:: PROBLEM DETAILS ::
Copy each line of the records that holds the string "house".

:: DATASET EXCERPTS ::
• • • •

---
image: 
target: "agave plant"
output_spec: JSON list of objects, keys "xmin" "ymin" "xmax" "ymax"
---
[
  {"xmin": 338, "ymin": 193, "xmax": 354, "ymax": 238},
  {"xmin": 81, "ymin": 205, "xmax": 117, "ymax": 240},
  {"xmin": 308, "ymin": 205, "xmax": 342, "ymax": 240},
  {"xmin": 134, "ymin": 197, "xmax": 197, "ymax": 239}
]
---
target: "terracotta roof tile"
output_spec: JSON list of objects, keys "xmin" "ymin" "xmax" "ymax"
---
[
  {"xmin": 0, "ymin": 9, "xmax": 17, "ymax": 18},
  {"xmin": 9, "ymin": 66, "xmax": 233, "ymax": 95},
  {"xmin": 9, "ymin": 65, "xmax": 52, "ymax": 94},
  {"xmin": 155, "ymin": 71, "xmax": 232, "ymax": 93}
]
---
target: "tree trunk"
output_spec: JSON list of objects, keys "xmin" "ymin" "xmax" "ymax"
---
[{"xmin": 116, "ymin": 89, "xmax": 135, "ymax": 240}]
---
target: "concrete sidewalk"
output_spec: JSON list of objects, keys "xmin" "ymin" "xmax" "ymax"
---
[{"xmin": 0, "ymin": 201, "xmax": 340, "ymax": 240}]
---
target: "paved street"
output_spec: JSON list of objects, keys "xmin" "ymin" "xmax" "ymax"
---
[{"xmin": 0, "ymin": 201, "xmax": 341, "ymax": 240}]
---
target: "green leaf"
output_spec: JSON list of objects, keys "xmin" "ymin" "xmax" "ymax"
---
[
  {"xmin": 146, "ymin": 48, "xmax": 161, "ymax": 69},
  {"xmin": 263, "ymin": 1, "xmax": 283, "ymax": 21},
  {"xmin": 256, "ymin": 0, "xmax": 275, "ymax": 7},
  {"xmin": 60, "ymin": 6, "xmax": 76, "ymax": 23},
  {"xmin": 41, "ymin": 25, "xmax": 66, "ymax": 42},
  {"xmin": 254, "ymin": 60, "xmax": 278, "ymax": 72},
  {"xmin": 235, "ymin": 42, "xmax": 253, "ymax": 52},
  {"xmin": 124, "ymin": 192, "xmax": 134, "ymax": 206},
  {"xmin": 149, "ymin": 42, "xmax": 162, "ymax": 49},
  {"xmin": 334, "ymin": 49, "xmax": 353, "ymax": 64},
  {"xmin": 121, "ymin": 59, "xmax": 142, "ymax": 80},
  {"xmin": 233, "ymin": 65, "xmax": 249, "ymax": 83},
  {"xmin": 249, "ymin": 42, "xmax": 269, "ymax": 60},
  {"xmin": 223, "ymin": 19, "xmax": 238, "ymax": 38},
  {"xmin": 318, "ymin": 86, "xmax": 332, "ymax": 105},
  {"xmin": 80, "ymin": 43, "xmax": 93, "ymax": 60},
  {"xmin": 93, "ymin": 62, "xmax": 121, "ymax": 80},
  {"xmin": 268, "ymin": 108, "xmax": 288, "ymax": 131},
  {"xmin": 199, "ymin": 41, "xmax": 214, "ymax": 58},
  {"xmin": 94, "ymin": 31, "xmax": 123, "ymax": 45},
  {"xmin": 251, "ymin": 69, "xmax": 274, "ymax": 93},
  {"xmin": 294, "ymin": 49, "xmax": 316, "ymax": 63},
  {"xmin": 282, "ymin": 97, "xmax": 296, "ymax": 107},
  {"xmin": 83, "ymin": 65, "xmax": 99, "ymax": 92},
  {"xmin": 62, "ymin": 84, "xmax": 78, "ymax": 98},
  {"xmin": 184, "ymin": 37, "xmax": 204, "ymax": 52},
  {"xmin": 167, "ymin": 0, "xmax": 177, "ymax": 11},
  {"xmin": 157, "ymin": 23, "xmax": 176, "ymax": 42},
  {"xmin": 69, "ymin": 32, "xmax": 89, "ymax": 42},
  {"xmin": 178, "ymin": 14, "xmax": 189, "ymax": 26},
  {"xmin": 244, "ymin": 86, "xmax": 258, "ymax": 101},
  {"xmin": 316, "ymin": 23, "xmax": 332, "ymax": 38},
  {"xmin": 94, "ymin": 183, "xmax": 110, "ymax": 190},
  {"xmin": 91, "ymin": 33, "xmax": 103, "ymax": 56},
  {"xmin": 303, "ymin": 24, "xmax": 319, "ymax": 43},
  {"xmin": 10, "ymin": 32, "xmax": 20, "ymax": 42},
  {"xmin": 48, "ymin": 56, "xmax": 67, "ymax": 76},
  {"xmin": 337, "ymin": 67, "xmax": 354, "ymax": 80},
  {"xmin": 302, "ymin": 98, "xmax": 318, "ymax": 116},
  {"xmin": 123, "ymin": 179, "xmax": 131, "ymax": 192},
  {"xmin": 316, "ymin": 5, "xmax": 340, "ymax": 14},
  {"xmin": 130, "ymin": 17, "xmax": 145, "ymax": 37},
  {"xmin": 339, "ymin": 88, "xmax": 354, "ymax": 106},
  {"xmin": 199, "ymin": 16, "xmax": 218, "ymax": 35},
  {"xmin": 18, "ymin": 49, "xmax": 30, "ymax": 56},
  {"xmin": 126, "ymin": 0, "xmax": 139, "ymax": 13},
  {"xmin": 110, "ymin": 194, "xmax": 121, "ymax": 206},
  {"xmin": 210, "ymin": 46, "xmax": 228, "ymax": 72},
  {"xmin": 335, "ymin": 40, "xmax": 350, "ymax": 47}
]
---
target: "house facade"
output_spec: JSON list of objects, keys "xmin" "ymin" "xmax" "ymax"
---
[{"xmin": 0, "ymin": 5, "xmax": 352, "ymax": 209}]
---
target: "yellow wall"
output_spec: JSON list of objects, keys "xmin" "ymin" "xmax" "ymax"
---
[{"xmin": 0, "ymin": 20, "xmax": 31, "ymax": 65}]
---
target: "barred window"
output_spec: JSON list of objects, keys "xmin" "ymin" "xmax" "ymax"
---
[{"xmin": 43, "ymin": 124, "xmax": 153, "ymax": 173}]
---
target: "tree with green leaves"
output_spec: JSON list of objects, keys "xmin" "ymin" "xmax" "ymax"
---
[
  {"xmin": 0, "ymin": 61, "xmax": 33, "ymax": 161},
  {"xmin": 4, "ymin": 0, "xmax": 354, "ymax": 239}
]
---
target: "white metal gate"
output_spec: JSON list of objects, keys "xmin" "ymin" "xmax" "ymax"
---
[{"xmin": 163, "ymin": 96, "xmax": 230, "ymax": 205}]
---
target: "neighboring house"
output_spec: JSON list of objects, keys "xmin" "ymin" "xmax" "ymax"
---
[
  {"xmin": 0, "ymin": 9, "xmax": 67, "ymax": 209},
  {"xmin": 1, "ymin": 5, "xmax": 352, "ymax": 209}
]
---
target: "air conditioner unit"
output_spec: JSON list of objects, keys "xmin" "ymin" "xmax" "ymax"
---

• • • •

:: SOLUTION TO THIS PROBLEM ::
target: "house facade"
target: "neighboring house"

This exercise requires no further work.